--- start of Data for processing ---

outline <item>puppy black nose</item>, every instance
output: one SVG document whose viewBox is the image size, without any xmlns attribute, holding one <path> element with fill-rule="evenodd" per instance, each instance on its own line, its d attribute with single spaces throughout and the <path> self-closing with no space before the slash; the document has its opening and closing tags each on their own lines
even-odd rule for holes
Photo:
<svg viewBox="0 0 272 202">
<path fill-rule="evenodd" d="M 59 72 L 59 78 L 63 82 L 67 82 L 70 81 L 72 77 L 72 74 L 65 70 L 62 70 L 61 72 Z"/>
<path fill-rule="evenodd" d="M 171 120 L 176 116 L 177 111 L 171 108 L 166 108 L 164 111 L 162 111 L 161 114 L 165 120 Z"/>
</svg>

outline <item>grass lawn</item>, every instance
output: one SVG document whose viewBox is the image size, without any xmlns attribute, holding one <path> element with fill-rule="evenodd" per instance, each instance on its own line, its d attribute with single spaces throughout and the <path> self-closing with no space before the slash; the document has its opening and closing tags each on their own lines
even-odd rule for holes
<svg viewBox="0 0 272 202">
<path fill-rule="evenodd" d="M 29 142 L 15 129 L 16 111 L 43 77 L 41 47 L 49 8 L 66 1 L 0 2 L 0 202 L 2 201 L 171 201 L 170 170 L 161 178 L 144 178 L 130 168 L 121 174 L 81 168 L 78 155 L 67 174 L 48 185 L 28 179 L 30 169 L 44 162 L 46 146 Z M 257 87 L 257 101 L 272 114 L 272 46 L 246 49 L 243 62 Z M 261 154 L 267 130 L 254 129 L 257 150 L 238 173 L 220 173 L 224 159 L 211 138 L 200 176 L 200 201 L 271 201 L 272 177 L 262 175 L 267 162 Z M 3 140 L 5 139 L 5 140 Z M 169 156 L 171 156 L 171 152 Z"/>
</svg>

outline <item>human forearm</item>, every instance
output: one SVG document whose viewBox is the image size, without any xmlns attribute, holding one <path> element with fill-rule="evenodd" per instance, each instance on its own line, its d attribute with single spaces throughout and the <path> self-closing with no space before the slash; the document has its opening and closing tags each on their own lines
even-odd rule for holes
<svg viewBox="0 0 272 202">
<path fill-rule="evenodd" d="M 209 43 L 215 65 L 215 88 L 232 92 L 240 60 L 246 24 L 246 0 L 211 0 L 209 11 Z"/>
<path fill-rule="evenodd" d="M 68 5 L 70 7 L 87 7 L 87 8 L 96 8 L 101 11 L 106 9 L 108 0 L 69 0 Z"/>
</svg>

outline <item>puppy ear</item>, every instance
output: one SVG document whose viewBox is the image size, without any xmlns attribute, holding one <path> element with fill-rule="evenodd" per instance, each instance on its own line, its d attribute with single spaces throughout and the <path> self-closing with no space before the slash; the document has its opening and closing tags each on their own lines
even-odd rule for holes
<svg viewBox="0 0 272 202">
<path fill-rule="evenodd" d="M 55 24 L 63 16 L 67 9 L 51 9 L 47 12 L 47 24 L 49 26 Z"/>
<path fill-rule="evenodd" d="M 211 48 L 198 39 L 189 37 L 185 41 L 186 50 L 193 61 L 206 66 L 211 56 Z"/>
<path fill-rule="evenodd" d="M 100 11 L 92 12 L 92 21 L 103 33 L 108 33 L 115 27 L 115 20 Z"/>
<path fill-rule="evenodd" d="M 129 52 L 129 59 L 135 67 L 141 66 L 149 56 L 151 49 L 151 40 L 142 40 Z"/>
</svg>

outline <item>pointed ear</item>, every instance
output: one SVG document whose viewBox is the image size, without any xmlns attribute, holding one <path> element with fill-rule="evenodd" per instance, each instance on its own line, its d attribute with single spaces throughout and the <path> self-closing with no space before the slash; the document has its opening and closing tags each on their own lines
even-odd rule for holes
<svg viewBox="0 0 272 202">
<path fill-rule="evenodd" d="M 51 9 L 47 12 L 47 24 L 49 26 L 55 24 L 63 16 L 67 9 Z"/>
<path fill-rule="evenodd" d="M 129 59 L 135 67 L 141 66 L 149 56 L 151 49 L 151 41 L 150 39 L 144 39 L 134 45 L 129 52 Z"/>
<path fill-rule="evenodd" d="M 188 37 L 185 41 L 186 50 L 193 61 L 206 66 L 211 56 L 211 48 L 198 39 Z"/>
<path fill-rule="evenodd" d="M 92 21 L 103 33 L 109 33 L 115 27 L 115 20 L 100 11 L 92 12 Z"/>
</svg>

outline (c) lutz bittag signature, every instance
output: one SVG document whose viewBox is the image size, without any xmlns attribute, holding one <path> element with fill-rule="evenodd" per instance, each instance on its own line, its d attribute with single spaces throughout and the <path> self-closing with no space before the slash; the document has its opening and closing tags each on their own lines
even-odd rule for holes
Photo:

--- end of Data for processing ---

Problem →
Copy everything from the line containing "outline <item>pointed ear</item>, every" down to the end of the items above, requests included, adding 22 to every number in the answers' SVG markup, both the viewBox values and the path coordinates.

Written answer →
outline <item>pointed ear</item>, every instance
output: one SVG document whose viewBox is the image size, without any xmlns attribute, holding one <path> element with fill-rule="evenodd" per instance, each instance on its own line, its d attribute with single spaces throughout and the <path> self-closing with no space before the slash; the document has its opening and closing tags each on their own lines
even-odd rule for holes
<svg viewBox="22 22 294 224">
<path fill-rule="evenodd" d="M 73 31 L 69 34 L 69 46 L 71 48 L 77 46 L 85 38 L 89 31 Z"/>
<path fill-rule="evenodd" d="M 151 81 L 157 89 L 163 88 L 171 78 L 173 71 L 173 63 L 172 61 L 166 61 L 156 67 L 151 74 Z"/>
<path fill-rule="evenodd" d="M 210 59 L 207 63 L 208 72 L 215 83 L 228 88 L 233 78 L 233 70 L 220 61 Z"/>
<path fill-rule="evenodd" d="M 114 43 L 125 55 L 131 55 L 137 49 L 137 42 L 122 33 L 114 34 Z"/>
</svg>

outline (c) lutz bittag signature, every instance
output: one SVG document whose viewBox is the image size, without any xmlns attribute, holding one <path> element with fill-rule="evenodd" per instance, each instance on its own line, its d attribute with single spaces throughout and the <path> self-closing with no space before the slash; the document has its opening and closing tags each on their own lines
even-odd rule for holes
Photo:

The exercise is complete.